» **练习说明**: 判断以下三个说法是否符合下面这篇关于Haskell二叉树折叠的帖子,逐一回答"是"或"否",并原样引用帖子中起决定作用的文字。(a) 对 Nil 调用 foldB f a 时,结果是 a。(b) sumBFold 的定义中传给 foldB 的初始值是 1。(c) 错误消息中的 Expected type 是 (a -> a) -> (a -> a) -> a -> a。

» **原文**:
>我在Haskell中对二叉树的定义如下:
data BTree x = Nil | BNode x (BTree x) (BTree x)
然后,我对此数据类型有一个折叠定义:
foldB :: (x -> u -> u -> u) -> u -> BTree x -> u
foldB f a Nil = a
foldB f a (BNode x l r) = f x (foldB f a l)(foldB f a r)
所以我希望我可以简单地使这个函数对所有值求和:
sumBFold :: (Num a) => BTree a -> a
sumBFold x = foldB (+) 0 x
但这行不通,我一辈子都想不通为什么。我收到的错误消息的有用部分是:
Couldn't match type `a` with `a -> a'
`a' is a rigid type variable bound by the type signature for:
sumBFold :: forall a. Num a => BTree a -> a
Expected type: (a -> a) -> a -> a -> a
Actual type: (a -> a) -> (a -> a) -> a -> a
In the first argument of folB namely `(+)`
错误来自尝试使用
(+) :: (Num a) => a -> a -> a
作为具有类型的参数
(x -> u -> u -> u)

(坐标标注条目)
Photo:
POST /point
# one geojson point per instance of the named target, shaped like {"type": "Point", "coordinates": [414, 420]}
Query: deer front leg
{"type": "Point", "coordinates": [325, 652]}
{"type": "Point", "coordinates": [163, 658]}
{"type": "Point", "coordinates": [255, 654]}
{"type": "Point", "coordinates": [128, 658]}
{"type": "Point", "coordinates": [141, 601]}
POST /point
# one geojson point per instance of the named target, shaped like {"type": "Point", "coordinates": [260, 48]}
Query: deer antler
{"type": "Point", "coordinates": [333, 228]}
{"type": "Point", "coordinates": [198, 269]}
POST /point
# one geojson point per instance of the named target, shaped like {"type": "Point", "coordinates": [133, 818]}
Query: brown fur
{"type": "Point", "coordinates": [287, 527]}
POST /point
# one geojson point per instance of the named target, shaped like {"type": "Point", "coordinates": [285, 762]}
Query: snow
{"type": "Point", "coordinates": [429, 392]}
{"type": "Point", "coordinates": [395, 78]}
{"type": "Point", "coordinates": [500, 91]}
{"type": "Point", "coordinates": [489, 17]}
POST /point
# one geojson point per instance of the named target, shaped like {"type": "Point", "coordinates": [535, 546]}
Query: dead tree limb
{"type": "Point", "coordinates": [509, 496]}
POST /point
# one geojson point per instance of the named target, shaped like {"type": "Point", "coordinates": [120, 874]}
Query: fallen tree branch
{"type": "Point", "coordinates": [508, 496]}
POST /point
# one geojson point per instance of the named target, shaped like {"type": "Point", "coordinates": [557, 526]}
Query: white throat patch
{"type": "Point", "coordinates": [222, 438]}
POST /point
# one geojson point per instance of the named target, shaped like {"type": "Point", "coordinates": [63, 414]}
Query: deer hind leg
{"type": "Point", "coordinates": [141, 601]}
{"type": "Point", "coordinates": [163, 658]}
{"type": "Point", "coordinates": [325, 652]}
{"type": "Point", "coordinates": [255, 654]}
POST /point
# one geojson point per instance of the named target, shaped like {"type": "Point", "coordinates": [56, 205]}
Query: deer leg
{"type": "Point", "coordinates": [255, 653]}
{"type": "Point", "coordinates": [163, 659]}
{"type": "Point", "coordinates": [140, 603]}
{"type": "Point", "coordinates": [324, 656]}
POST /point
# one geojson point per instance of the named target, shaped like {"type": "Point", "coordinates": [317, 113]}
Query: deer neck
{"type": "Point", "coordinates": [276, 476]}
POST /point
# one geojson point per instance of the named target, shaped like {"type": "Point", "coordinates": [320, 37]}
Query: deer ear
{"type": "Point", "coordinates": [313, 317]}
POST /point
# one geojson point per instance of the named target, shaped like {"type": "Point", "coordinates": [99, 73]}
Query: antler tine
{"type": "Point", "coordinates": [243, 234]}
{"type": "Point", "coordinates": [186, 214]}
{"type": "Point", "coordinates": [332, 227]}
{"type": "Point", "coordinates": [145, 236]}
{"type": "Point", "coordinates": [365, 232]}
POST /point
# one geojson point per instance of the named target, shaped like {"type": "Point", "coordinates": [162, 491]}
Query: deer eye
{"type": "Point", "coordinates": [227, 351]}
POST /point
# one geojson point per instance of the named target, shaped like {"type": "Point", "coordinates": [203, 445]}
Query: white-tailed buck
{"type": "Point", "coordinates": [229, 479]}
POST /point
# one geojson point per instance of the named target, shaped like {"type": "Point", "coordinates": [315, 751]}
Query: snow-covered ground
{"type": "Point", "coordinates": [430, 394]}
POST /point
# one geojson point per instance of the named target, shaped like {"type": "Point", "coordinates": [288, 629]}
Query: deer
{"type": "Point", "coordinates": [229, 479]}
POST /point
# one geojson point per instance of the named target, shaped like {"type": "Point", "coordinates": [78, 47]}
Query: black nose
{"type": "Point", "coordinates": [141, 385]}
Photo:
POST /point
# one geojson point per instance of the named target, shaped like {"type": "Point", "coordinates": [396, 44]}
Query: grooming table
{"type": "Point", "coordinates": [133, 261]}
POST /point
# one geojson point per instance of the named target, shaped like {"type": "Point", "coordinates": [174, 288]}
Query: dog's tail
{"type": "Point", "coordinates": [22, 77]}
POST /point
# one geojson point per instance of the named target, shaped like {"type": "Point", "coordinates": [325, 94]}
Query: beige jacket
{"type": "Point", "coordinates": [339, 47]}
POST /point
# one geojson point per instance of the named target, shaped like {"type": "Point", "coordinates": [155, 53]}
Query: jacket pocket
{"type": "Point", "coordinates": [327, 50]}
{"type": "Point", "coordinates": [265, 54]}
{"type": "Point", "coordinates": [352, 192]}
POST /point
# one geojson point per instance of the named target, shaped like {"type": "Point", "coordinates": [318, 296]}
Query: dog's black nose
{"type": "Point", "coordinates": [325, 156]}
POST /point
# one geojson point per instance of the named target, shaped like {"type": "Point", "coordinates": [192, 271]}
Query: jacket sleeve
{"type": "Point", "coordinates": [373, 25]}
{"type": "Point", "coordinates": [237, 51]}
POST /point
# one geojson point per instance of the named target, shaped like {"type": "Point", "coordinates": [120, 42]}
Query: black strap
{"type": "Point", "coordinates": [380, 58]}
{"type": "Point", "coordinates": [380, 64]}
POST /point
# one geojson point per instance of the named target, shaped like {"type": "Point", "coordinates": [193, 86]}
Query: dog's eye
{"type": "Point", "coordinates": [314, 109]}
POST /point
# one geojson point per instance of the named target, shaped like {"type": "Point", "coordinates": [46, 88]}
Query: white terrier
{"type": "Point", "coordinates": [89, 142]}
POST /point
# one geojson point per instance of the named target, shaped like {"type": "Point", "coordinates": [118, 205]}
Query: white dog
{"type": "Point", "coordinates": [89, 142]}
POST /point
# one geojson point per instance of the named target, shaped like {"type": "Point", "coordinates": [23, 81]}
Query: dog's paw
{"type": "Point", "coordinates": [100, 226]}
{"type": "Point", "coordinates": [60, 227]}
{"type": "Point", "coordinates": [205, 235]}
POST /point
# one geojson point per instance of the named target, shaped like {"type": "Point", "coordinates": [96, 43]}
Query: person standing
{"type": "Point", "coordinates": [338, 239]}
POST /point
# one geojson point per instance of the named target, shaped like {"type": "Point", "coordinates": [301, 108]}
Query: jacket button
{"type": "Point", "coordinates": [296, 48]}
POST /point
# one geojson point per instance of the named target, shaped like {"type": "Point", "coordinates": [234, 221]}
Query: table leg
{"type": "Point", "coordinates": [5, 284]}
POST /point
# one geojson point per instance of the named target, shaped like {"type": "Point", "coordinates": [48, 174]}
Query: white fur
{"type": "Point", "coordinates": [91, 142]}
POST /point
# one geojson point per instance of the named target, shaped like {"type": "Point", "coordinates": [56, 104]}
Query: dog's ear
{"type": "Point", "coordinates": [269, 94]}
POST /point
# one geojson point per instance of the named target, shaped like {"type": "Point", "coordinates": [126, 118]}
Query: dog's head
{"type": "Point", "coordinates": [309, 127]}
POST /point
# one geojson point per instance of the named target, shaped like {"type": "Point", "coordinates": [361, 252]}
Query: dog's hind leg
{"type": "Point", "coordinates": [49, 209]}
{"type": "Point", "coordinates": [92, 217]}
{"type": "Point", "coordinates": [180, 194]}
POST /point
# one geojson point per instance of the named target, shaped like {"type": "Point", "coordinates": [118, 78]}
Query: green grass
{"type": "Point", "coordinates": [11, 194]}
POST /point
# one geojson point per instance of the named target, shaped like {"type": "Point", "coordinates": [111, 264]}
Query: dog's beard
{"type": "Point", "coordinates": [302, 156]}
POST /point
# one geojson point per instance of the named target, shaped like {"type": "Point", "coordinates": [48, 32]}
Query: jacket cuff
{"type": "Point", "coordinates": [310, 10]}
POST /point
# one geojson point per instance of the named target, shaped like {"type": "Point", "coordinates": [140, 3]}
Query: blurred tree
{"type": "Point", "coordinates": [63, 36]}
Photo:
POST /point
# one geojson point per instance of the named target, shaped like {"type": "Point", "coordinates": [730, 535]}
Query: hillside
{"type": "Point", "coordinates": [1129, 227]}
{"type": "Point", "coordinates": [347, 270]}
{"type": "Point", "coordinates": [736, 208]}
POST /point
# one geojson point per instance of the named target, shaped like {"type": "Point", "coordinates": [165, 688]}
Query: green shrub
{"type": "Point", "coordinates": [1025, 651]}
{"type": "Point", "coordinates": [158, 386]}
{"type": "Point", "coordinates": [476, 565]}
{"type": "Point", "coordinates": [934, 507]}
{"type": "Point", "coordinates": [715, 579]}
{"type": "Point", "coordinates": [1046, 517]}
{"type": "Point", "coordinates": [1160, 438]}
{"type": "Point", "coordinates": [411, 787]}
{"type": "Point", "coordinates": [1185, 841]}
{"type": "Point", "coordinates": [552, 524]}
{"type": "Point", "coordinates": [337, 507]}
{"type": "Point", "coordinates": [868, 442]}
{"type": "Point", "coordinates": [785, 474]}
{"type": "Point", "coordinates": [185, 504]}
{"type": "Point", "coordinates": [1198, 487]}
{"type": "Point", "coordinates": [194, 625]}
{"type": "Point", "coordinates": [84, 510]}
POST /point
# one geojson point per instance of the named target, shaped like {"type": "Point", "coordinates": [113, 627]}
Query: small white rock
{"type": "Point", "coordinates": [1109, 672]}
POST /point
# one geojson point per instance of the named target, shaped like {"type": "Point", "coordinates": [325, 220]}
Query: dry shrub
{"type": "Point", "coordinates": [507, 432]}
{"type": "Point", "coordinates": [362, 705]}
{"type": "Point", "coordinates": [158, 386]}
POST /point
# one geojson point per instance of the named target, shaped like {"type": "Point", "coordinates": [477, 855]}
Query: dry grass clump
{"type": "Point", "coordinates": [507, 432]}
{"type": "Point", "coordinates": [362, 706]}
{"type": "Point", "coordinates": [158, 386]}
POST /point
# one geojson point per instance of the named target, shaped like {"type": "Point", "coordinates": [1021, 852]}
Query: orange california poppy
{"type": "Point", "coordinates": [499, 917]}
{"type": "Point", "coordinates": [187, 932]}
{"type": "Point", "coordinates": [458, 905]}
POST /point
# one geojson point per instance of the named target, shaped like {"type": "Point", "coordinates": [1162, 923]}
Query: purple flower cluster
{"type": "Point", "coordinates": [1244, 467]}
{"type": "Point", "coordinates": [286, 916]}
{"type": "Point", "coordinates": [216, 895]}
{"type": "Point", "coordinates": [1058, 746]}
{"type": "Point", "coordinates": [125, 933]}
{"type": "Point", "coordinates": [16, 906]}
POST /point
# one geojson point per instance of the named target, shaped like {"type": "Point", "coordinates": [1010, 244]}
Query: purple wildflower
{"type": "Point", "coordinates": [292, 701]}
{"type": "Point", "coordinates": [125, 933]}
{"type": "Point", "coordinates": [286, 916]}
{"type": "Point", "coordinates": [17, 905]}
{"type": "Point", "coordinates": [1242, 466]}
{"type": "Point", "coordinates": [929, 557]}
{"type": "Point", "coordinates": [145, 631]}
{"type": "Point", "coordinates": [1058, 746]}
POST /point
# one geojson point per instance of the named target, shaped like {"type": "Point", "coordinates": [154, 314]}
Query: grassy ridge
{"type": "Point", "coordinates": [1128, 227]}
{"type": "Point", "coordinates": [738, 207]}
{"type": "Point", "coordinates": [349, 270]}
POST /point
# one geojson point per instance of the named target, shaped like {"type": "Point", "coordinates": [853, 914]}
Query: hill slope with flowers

» **完整答案**:
(a) 是:"foldB f a Nil = a"
(b) 否:"sumBFold x = foldB (+) 0 x"
(c) 否:"Expected type: (a -> a) -> a -> a -> a"